> _Page excerpt_:
----------
In 2003 consent was given to earthquake strengthen and prepare the building for reuse as a retail showroom for Gisborne Office Products. This involved making a number of changes, including the demolition of three internal ground floor load bearing walls, the removal of numerous minor non-structural partitions and divisions on both the ground and upper floors, the removal of pressed steel ceilings and the installation of a uniform suspended ceiling, the removal of the split level floor and replacement with a level concrete floor, the construction of new ground beams, portal frames, footings and diaphragm bracing to compensate for the wall removal, parapet support and other general structural work, and to meet Council’s seismic standards. There was minor change to the rear facade to incorporate an inwards goods entrance.
The owners also tried to respond to the historic significance of the building, removing trelliswork between the front verandah posts that had been added in the 1960s, and seeking to integrate the new automatic double doors into the overall architectural scheme with a tiled entranceway and side wing walls. Timber from the original floor was salvaged and reused for repair work, and the original pressed metal ceiling was retained behind the suspended ceiling, which was also set back so as to fit with the upper windows.
In 2008 the building was again altered when the parapets on the north and south sides of were removed after the 2007 earthquake as a preventative measure.
----------
> _Saved entries_:
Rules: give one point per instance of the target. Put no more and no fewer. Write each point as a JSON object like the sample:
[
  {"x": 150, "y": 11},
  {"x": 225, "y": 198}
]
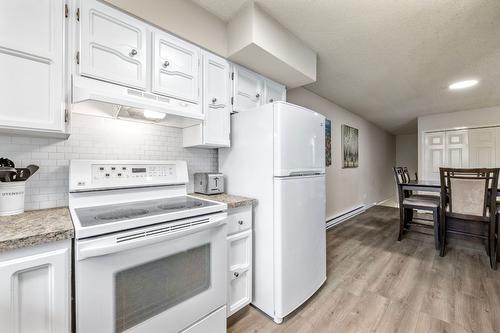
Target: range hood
[{"x": 132, "y": 103}]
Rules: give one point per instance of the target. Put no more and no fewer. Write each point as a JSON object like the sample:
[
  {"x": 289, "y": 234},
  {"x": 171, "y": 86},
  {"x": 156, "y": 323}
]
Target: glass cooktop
[{"x": 91, "y": 216}]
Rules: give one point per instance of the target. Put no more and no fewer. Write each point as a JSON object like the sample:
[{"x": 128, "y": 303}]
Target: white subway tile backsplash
[{"x": 97, "y": 138}]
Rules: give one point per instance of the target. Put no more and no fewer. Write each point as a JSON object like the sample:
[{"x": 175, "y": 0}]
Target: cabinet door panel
[
  {"x": 274, "y": 92},
  {"x": 31, "y": 63},
  {"x": 482, "y": 148},
  {"x": 216, "y": 101},
  {"x": 113, "y": 45},
  {"x": 176, "y": 68},
  {"x": 248, "y": 89},
  {"x": 434, "y": 154},
  {"x": 35, "y": 289}
]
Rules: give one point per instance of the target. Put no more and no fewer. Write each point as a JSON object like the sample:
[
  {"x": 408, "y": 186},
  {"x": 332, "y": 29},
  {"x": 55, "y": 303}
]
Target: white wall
[
  {"x": 97, "y": 138},
  {"x": 455, "y": 120},
  {"x": 407, "y": 152},
  {"x": 183, "y": 18},
  {"x": 372, "y": 181}
]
----------
> _Work request_:
Answer these questions using the text on the building's alterations:
(a) The 2003 work prepared the building to become a retail showroom for which business?
(b) In which decade had the trelliswork between the front verandah posts been added?
(c) What was done with timber from the original floor?
The material is not needed for this work.

> _Exercise solution_:
(a) Gisborne Office Products
(b) The 1960s
(c) It was salvaged and reused for repair work.